**Texto seleccionado:**
━━━

El capítulo 27 del Evangelio de Mateo narra con claridad aquel proceso inquisidor mediante el cual los sacerdotes, los ancianos, y una multitud enardecida, que decía representar a Dios, llevaron a Jesús ante Pilato para que le juzgara y le condenara por blasfemia debido a que en sus prédicas diarias Jesús decía ser hijo de Dios.

Desde el primer momento, Pilato, gobernador juicioso e inteligente, se percató que todo aquello era un chisme de Caifás en contra de un joven predicador que sólo se dedicaba a hacer el bien a los pobres y a los enfermos, y por ello desde el principio advirtió que aquel hombre no tenía culpa alguna, ni había violentado ley romana alguna.

━━━

**Líneas sin procesar:**
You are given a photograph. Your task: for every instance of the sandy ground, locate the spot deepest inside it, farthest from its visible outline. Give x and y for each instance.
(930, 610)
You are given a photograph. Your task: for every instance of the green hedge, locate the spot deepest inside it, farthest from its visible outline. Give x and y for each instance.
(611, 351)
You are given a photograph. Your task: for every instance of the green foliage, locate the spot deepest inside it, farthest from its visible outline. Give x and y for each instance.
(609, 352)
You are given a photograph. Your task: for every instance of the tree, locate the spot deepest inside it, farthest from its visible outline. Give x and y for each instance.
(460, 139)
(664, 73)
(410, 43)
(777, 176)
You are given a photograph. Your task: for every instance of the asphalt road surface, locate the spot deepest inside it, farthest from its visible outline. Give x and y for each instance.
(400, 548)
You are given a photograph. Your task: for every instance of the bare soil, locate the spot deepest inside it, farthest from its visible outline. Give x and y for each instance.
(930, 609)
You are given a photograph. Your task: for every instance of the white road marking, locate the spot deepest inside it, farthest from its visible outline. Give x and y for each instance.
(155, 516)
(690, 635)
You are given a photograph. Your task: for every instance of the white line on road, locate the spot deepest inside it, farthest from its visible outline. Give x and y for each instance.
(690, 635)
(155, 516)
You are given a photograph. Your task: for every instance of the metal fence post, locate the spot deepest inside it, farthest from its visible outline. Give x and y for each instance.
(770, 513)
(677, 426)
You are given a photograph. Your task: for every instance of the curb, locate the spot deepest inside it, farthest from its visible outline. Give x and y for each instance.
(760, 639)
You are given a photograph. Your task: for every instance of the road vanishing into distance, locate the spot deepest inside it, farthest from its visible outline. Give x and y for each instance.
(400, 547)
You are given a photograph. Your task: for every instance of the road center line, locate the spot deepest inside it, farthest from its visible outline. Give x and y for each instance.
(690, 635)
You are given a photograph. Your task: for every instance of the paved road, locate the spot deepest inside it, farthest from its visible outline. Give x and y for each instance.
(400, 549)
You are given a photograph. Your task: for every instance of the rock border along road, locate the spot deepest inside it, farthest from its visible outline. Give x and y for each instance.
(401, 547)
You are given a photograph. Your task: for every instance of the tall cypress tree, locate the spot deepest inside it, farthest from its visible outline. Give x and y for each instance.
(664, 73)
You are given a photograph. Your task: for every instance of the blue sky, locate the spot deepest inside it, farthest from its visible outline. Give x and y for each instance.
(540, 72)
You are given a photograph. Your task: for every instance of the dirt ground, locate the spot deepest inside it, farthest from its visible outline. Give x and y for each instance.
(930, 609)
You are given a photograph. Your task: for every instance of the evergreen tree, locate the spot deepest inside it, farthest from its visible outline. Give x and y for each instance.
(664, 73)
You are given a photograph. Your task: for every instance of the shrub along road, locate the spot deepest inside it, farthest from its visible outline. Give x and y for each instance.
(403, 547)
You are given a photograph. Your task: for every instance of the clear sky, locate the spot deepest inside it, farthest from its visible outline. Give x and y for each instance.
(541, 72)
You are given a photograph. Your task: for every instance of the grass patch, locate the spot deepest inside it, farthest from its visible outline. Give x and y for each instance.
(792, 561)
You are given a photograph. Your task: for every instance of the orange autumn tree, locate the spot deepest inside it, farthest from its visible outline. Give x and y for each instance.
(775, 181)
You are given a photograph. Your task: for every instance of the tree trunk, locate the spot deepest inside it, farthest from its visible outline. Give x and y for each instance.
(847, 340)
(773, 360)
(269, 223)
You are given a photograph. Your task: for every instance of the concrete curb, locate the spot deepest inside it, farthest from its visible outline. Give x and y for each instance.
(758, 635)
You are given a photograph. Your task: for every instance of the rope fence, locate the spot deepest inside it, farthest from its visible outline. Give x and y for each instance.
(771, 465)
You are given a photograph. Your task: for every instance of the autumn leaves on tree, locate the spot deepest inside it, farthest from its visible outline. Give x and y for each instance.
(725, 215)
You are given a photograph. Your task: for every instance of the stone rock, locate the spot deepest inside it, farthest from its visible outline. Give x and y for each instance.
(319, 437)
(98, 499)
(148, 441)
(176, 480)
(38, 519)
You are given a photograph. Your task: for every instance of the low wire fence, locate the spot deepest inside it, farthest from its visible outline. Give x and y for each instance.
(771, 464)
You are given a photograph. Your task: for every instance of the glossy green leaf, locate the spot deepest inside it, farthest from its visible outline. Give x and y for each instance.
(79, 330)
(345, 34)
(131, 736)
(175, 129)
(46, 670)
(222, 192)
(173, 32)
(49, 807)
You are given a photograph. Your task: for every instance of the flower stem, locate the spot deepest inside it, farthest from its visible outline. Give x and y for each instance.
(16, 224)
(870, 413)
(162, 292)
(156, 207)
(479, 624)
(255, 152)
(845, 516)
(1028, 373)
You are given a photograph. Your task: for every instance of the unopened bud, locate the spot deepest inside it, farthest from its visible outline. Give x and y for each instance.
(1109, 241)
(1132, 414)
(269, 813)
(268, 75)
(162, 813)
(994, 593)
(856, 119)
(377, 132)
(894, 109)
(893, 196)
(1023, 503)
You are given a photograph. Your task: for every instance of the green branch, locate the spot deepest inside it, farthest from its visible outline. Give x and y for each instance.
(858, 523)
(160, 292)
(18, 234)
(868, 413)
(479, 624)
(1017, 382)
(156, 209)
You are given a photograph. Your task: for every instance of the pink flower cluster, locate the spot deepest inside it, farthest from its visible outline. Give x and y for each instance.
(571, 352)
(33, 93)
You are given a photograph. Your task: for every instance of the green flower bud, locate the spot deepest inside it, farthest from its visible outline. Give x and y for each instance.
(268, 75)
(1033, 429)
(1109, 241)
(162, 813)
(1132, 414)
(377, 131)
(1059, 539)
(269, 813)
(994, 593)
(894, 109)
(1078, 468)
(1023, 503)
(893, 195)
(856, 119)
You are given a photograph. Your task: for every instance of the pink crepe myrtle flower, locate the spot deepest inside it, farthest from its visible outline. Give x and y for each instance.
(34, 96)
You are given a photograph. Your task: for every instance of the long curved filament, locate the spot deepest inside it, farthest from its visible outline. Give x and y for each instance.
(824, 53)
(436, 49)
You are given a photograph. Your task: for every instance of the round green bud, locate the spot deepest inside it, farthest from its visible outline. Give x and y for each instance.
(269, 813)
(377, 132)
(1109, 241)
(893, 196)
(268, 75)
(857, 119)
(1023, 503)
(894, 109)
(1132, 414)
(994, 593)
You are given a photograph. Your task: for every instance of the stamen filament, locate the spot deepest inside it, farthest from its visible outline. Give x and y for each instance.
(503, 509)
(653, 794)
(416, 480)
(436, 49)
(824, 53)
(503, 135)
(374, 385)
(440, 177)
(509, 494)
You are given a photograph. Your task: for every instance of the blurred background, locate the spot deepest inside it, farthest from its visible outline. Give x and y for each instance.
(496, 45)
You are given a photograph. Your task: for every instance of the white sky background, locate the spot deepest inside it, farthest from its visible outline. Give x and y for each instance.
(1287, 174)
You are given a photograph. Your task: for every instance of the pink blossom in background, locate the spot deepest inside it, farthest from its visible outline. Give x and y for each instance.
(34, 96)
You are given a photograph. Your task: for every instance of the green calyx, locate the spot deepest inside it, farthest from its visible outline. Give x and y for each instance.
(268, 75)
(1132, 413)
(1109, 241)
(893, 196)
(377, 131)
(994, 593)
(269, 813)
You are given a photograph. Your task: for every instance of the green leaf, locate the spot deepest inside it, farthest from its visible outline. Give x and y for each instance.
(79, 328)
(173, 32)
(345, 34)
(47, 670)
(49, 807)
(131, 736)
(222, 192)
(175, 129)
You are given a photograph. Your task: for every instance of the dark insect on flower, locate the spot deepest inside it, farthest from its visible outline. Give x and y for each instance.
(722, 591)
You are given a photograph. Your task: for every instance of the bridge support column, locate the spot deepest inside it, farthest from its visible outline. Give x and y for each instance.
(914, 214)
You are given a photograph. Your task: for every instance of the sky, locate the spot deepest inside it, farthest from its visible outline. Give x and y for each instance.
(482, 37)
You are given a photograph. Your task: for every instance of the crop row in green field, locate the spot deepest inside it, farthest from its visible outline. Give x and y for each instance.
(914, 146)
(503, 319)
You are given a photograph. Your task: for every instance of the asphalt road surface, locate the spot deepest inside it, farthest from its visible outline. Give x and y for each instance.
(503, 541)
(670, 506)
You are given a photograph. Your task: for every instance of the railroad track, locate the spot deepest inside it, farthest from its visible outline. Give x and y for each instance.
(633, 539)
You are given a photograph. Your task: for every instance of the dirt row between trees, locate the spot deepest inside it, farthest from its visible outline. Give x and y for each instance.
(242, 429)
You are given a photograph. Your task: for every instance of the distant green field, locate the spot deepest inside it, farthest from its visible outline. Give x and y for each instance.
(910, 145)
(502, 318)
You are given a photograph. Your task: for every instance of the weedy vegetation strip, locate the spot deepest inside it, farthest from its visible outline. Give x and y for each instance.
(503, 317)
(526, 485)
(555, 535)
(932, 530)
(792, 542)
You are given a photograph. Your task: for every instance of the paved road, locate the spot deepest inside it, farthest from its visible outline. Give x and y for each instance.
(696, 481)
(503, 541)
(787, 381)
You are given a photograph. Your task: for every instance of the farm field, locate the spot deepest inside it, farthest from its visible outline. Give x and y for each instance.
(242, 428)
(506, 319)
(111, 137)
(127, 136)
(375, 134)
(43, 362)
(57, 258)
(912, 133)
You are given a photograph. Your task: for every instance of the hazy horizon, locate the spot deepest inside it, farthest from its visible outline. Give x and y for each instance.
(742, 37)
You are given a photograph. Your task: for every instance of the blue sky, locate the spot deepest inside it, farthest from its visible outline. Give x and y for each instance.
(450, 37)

━━━

**La tarea:**
Imprime el texto seleccionado completo, sin cambiar nada. Las líneas son un material independiente del texto seleccionado.

**Respuesta del ejercicio:**
El capítulo 27 del Evangelio de Mateo narra con claridad aquel proceso inquisidor mediante el cual los sacerdotes, los ancianos, y una multitud enardecida, que decía representar a Dios, llevaron a Jesús ante Pilato para que le juzgara y le condenara por blasfemia debido a que en sus prédicas diarias Jesús decía ser hijo de Dios.

Desde el primer momento, Pilato, gobernador juicioso e inteligente, se percató que todo aquello era un chisme de Caifás en contra de un joven predicador que sólo se dedicaba a hacer el bien a los pobres y a los enfermos, y por ello desde el principio advirtió que aquel hombre no tenía culpa alguna, ni había violentado ley romana alguna.